What needs to be done :: Rewrite all the records below with "keypoint" swapped for "marker" wherever it appears, leaving every other part of the lines unchanged.

Start Provided records

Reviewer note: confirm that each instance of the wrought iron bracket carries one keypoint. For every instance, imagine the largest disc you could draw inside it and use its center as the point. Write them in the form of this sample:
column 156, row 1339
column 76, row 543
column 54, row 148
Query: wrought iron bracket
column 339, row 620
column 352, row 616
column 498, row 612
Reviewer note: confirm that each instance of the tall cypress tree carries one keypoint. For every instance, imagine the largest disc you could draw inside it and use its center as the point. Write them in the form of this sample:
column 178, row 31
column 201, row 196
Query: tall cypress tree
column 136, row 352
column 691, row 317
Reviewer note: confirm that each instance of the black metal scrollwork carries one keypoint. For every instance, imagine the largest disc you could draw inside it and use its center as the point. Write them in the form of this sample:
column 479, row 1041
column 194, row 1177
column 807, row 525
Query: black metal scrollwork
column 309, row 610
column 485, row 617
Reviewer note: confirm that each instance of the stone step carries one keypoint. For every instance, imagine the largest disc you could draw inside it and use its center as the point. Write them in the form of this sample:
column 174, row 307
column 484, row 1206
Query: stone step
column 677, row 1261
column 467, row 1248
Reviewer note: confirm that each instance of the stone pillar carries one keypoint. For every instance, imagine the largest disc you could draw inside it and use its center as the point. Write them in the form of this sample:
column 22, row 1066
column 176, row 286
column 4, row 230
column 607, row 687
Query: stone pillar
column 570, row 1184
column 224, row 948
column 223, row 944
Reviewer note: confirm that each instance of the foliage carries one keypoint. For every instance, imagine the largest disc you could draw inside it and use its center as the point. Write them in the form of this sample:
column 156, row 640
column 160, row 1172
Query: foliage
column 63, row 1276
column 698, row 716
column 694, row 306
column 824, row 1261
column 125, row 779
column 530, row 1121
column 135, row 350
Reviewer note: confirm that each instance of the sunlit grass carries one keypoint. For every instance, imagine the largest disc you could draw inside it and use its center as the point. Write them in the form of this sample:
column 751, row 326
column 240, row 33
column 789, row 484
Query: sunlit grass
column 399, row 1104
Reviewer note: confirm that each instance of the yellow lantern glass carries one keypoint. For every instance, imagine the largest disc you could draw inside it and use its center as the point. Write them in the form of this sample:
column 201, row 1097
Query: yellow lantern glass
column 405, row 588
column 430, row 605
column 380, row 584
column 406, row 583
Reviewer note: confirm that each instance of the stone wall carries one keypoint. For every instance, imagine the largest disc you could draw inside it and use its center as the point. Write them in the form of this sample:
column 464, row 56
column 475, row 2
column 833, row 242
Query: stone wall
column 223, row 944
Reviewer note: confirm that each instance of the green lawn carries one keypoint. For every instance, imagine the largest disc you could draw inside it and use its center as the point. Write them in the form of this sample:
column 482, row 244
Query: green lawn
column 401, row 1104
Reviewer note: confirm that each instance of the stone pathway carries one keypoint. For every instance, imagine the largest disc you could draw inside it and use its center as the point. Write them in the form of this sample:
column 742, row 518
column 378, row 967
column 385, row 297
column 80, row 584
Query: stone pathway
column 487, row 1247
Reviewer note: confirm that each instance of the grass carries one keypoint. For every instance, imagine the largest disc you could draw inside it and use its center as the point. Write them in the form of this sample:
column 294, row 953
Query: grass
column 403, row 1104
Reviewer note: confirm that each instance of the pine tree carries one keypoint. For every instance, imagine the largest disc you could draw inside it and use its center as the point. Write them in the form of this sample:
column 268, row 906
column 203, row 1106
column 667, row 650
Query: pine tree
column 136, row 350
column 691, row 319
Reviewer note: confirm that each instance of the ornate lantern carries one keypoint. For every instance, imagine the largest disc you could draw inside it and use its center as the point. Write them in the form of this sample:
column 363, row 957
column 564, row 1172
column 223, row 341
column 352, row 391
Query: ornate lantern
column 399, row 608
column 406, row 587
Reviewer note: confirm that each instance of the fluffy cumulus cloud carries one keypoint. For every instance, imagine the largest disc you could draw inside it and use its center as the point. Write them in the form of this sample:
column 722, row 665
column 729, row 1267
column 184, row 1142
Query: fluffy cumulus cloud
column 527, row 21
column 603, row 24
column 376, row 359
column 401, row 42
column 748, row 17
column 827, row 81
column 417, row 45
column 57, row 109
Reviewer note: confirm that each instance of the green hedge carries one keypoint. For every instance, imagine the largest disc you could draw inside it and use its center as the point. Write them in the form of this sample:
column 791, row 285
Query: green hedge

End Provided records

Exercise result ::
Reviewer note: confirm that each instance of the wrought iron bracket carries one marker. For every instance, imagine the largest disc you could draw inside it and use its center as the point. Write them in the form of this sample:
column 156, row 1339
column 76, row 543
column 54, row 148
Query: wrought iron bracket
column 339, row 620
column 352, row 616
column 498, row 612
Reviewer note: confirm that each instance of the tall cypress tree carries one marker. For every instance, imagine the largest disc you could draw inside it and use its center as the point. Write them in the form of this sample:
column 178, row 31
column 201, row 196
Query: tall cypress tree
column 136, row 352
column 691, row 317
Reviewer note: confirm that each instance of the black metal scrollwork carries one marker. For every instance, imagine the largest disc you could draw inside it and use its center as the point. Write them in the form of this sample:
column 479, row 1041
column 194, row 1177
column 807, row 525
Query: black metal scrollwork
column 309, row 610
column 485, row 617
Reviewer note: confirm that each instance of the stone step carries one marker. For every instance, imagine the largest disc you could draw inside it and use its center as the point. Write them in the form of this sample:
column 174, row 307
column 484, row 1206
Query: stone step
column 677, row 1261
column 467, row 1248
Reviewer note: confirm that each instance of the stone pillar carries one marker. For every instance, imagine the largest disc you could draw inside it and use its center as the point. Write them in the form of this sample:
column 22, row 1066
column 176, row 286
column 4, row 230
column 607, row 687
Query: stone pillar
column 570, row 1184
column 224, row 948
column 223, row 944
Reviewer note: confirm that each instance of the foliage carries one marker. For every instance, imagine the largest disc you could draw inside it and use its center as the point. Write them in the form of this sample:
column 156, row 640
column 160, row 1172
Query: foliage
column 63, row 1276
column 698, row 716
column 694, row 306
column 824, row 1261
column 125, row 779
column 530, row 1121
column 135, row 350
Reviewer note: confirm that each instance of the sunlit grass carries one marker. For every instance, imagine the largest disc you could draw inside it and use its center as the point. Write them in the form of this sample:
column 751, row 326
column 240, row 33
column 789, row 484
Query: sunlit grass
column 399, row 1104
Reviewer note: confirm that each instance of the yellow lantern glass carries one marker. For every instance, imagine the largest disc you could draw inside it and use its center as the point. Write them in the form of this sample:
column 201, row 1097
Query: yellow lantern glass
column 405, row 588
column 430, row 605
column 380, row 584
column 406, row 583
Reviewer note: confirm that each instance of the stone wall carries one marker. For every instance, imagine the largest disc you could draw inside it and use its center as the point. Write them in the form of this sample:
column 464, row 56
column 475, row 2
column 833, row 242
Query: stone wall
column 223, row 944
Reviewer note: confirm that each instance of the green lawn carries one marker. For every instance, imagine the largest disc you could draw inside it and use its center as the point. Write them in the form of this sample:
column 482, row 244
Query: green lawn
column 401, row 1104
Reviewer note: confirm that each instance of the stone pathway carries one marker. For every instance, imagine the largest disc you could draw inside it and use its center as the point. Write them in the form of this sample:
column 742, row 518
column 378, row 967
column 385, row 297
column 80, row 584
Query: stone pathway
column 487, row 1247
Reviewer note: confirm that each instance of the grass carries one marker. For every instance, imagine the largest disc you could draw inside it and use its center as the point. Write them in the form of this sample:
column 294, row 953
Query: grass
column 403, row 1104
Reviewer note: confirm that each instance of the pine tree carries one marker. For every instance, imagine the largest disc you could draw inside it and use its center as the point. Write them in the form of this sample:
column 268, row 906
column 203, row 1106
column 667, row 650
Query: pine tree
column 136, row 350
column 691, row 319
Reviewer note: confirm that each instance of the ornate lantern carries one marker. For every instance, imagine the largest disc you could draw inside it and use its center as the point. Write them in the form of this sample:
column 363, row 957
column 564, row 1172
column 223, row 341
column 352, row 391
Query: ornate lantern
column 399, row 608
column 406, row 587
Reviewer note: confirm that each instance of the fluffy cumulus cloud carries one marker. For every instance, imagine the largest disc you could draw inside it and use its center as the point. Write them in the form of this sample:
column 722, row 665
column 729, row 1267
column 184, row 1142
Query: fluffy cumulus cloud
column 527, row 21
column 603, row 24
column 376, row 359
column 401, row 42
column 748, row 17
column 827, row 81
column 417, row 45
column 57, row 109
Reviewer note: confirm that each instance of the green hedge carries one marker. For every instance, imagine the largest disc you could draw inside it and use its center as the point. Write them in the form of this sample:
column 791, row 285
Query: green hedge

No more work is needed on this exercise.